• **Short problem**:
Can you rewrite the items below, swapping "Wanted" for "Requested" and keeping everything else the same? Omit the pictures from your answer.

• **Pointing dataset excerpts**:
START

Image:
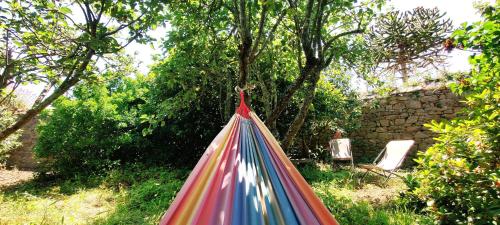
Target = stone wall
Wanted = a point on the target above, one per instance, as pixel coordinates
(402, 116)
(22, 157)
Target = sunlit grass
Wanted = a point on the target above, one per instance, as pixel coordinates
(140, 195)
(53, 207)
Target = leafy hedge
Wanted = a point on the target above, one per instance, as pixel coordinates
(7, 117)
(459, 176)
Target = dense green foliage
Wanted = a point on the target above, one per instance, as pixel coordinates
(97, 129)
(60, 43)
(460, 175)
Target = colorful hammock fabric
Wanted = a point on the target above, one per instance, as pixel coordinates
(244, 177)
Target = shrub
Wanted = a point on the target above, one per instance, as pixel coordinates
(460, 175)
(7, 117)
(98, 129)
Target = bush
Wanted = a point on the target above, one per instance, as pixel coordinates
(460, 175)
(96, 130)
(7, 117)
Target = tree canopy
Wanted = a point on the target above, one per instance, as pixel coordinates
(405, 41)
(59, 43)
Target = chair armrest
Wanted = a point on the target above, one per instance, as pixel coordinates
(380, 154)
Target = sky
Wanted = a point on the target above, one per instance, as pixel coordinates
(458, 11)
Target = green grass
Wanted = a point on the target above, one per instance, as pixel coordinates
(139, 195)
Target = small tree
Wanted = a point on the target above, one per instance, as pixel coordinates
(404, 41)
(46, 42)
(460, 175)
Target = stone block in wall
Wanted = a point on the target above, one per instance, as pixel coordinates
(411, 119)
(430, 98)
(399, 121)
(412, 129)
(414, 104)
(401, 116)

END

• **Answer to this exercise**:
Image:
Target = stone wall
Requested = a point on the target above, one per instance, as pixel coordinates
(402, 116)
(22, 157)
Target = sunlit grass
Requested = a point on the target above, one per instance, as pixel coordinates
(140, 195)
(53, 207)
Target = leafy hedge
Requested = a point on the target above, one per instance, as pixel coordinates
(7, 117)
(459, 176)
Target = dense green foliage
Requested = a point on the target above, one per instance, as pixel coordinates
(97, 129)
(60, 43)
(460, 175)
Target = colorful hammock fabric
Requested = a point on the target above, one per instance, as pixel coordinates
(244, 177)
Target = shrub
Requested = a point on the target above, one per instance, as pixel coordinates
(460, 175)
(7, 117)
(98, 129)
Target = bush
Requested = a point on the target above, one per instance, as pixel coordinates
(460, 175)
(96, 130)
(7, 117)
Target = tree canopy
Requested = a point on the target above, one per instance, as pixel coordinates
(405, 41)
(59, 43)
Target = chair armrest
Requested = a point on the target above, one per instance, as pixel coordinates
(380, 154)
Target = sky
Requested = a point on the target above, one per instance, as pixel coordinates
(458, 11)
Target = green grass
Requested = a point on the target above, one per instance, as pixel coordinates
(139, 195)
Target = small tree
Requested = a point on the target above, one per instance, as pixel coordinates
(404, 41)
(46, 42)
(460, 175)
Target = stone block in wall
Requested = a point on the target above, one per instance, as pixel coordinates
(411, 119)
(430, 98)
(399, 121)
(412, 129)
(414, 104)
(401, 116)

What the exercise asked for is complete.